◆ **Exercise**
Would you set down every entry shown below, precisely as written?

◆ **Stored records**
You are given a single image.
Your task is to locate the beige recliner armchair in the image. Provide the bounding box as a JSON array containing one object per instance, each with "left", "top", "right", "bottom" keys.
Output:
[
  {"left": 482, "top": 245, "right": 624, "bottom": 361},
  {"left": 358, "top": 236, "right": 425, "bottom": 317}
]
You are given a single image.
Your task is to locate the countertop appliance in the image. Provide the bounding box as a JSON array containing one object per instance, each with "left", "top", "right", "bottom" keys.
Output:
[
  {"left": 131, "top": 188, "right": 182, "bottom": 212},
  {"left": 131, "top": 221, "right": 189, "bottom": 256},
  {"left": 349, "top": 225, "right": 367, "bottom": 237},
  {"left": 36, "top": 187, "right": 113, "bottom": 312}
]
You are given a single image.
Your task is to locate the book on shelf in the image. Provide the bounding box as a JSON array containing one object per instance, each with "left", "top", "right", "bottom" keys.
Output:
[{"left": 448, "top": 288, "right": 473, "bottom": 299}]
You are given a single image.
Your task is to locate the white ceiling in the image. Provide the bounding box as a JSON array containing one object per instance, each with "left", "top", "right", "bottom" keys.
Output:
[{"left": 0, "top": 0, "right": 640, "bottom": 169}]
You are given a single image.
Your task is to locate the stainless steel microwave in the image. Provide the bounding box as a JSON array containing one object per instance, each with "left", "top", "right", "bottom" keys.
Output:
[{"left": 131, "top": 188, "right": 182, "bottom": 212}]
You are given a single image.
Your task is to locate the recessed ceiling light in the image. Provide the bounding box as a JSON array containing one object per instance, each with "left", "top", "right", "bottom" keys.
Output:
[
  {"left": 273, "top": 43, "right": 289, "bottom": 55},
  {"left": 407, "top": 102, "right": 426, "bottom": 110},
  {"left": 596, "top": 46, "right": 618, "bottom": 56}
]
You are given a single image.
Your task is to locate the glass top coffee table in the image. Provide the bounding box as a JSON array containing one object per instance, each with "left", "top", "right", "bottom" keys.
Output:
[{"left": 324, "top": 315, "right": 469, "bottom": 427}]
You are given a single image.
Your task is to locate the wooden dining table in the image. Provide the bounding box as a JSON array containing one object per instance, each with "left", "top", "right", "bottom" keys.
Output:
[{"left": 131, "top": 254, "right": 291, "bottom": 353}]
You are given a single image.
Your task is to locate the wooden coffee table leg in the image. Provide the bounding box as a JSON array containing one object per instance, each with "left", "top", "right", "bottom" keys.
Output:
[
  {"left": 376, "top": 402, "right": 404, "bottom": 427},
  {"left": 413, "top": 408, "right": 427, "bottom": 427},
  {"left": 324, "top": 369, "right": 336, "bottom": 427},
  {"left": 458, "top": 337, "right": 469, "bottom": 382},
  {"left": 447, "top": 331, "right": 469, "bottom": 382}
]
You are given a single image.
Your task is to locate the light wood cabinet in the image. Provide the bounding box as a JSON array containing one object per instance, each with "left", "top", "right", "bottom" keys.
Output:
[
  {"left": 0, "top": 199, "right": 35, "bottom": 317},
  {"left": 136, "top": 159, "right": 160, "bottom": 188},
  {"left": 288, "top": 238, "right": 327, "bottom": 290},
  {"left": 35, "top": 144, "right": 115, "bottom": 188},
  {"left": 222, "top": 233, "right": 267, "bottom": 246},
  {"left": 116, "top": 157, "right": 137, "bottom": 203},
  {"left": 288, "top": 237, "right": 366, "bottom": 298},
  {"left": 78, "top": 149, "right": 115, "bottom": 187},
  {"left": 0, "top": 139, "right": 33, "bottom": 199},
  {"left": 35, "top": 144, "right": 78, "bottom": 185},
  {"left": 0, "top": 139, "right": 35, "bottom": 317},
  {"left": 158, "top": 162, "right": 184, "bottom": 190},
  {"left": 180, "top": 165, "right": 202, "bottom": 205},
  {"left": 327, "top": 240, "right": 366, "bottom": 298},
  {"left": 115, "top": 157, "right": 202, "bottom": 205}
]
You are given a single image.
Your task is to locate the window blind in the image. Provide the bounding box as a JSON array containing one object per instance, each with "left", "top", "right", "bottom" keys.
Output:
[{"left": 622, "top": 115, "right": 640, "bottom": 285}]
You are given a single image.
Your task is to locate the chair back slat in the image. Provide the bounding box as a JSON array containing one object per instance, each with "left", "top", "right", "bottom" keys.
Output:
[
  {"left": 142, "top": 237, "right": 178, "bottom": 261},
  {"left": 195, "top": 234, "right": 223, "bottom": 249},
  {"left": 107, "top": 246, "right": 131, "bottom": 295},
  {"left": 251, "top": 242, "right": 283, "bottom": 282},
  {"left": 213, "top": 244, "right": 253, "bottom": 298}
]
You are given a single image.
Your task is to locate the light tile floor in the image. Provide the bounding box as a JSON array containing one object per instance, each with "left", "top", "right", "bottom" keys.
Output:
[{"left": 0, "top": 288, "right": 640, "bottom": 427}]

◆ **Result of this task**
You are given a single image.
Your task is to locate the beige recliner armchair in the image. Provide the bounding box as a JSON array containing one object per instance, each with "left", "top", "right", "bottom" keys.
Output:
[
  {"left": 482, "top": 245, "right": 624, "bottom": 361},
  {"left": 358, "top": 236, "right": 425, "bottom": 317}
]
You are given a single image.
Your task is to locate the countertop appliance in the image. Provide the bounding box as a JSON array containing one object per instance, each with "left", "top", "right", "bottom" keys.
Output:
[
  {"left": 131, "top": 188, "right": 182, "bottom": 212},
  {"left": 131, "top": 221, "right": 189, "bottom": 256},
  {"left": 349, "top": 225, "right": 367, "bottom": 237},
  {"left": 36, "top": 187, "right": 113, "bottom": 312}
]
You are given a single image.
Your task is to locate the book on shelf in the image. Provide the bounding box as a JSON array containing one object per instance, each with "left", "top", "right", "bottom" keys.
Output:
[{"left": 448, "top": 288, "right": 473, "bottom": 299}]
You are given a single image.
Your task is to locate the white ceiling in the image. Provide the bounding box as a JSON array containing one object per instance, each with "left", "top", "right", "bottom" keys.
Output:
[{"left": 0, "top": 0, "right": 640, "bottom": 169}]
You are given a single image.
Your task is to locate the stainless steel microwave in the image. Provide the bounding box as a JSON array containing one object per instance, each with "left", "top", "right", "bottom" keys.
Output:
[{"left": 131, "top": 188, "right": 182, "bottom": 212}]
You are given a single image.
Your task is to locate the recessed ceiling light in the image. Provide the bounding box as a JSON array containing one object per instance, each with "left", "top", "right", "bottom" keys.
Output:
[
  {"left": 273, "top": 43, "right": 289, "bottom": 55},
  {"left": 407, "top": 102, "right": 426, "bottom": 110},
  {"left": 596, "top": 46, "right": 618, "bottom": 56}
]
You are given a single image.
Your task is to locate the glass top coffee table in the image. Provide the bounding box as a JSON array containing one object per instance, each with "left", "top", "right", "bottom" keys.
Output:
[{"left": 324, "top": 315, "right": 469, "bottom": 427}]
You are given a single image.
Your task is to locate the wooden dining table in the image. Provide the bounding box as a JSON array containing one object per instance, each with "left", "top", "right", "bottom" keys.
Output:
[{"left": 131, "top": 254, "right": 291, "bottom": 353}]
You are given a single image.
Your task is to locate the wooden coffee table leg in the image. Provide the bounding box as a JSON array containing one object per instance, each with "left", "top", "right", "bottom" keys.
Output:
[
  {"left": 376, "top": 402, "right": 404, "bottom": 427},
  {"left": 413, "top": 408, "right": 427, "bottom": 427},
  {"left": 324, "top": 369, "right": 336, "bottom": 427},
  {"left": 458, "top": 337, "right": 469, "bottom": 382},
  {"left": 447, "top": 331, "right": 469, "bottom": 382}
]
You are given a single image.
Your task is to locate the light wood cabinet in the image. Provide the bounding box as a JSON array containing one object per instance, each with "left", "top", "right", "bottom" keys.
Output:
[
  {"left": 0, "top": 199, "right": 35, "bottom": 317},
  {"left": 136, "top": 159, "right": 160, "bottom": 188},
  {"left": 288, "top": 238, "right": 327, "bottom": 290},
  {"left": 35, "top": 144, "right": 115, "bottom": 188},
  {"left": 222, "top": 233, "right": 267, "bottom": 246},
  {"left": 116, "top": 157, "right": 137, "bottom": 203},
  {"left": 288, "top": 237, "right": 366, "bottom": 298},
  {"left": 78, "top": 149, "right": 115, "bottom": 187},
  {"left": 0, "top": 139, "right": 33, "bottom": 199},
  {"left": 35, "top": 144, "right": 78, "bottom": 185},
  {"left": 0, "top": 139, "right": 35, "bottom": 317},
  {"left": 158, "top": 162, "right": 184, "bottom": 190},
  {"left": 180, "top": 165, "right": 202, "bottom": 205},
  {"left": 327, "top": 240, "right": 366, "bottom": 298},
  {"left": 115, "top": 157, "right": 202, "bottom": 205}
]
You are given a single image.
Your task is to locate the window blind in the image. Provide the bounding box as a JSON array containing one object per instance, each with "left", "top", "right", "bottom" keys.
Output:
[{"left": 622, "top": 115, "right": 640, "bottom": 285}]
You are given a single image.
Your task is to locate the chair back slat in the image. Provide the bounding box as a JSON array containing one object per instance, each with "left", "top", "right", "bottom" keys.
Output:
[
  {"left": 142, "top": 237, "right": 178, "bottom": 261},
  {"left": 195, "top": 234, "right": 223, "bottom": 249},
  {"left": 107, "top": 246, "right": 131, "bottom": 295},
  {"left": 251, "top": 242, "right": 283, "bottom": 282},
  {"left": 213, "top": 244, "right": 253, "bottom": 298}
]
You are given a single image.
Your task is to locate the light tile floor in the image. Provide the bounding box as a JSON array containing one object per instance, each with "left", "top", "right", "bottom" keys.
Output:
[{"left": 0, "top": 288, "right": 640, "bottom": 427}]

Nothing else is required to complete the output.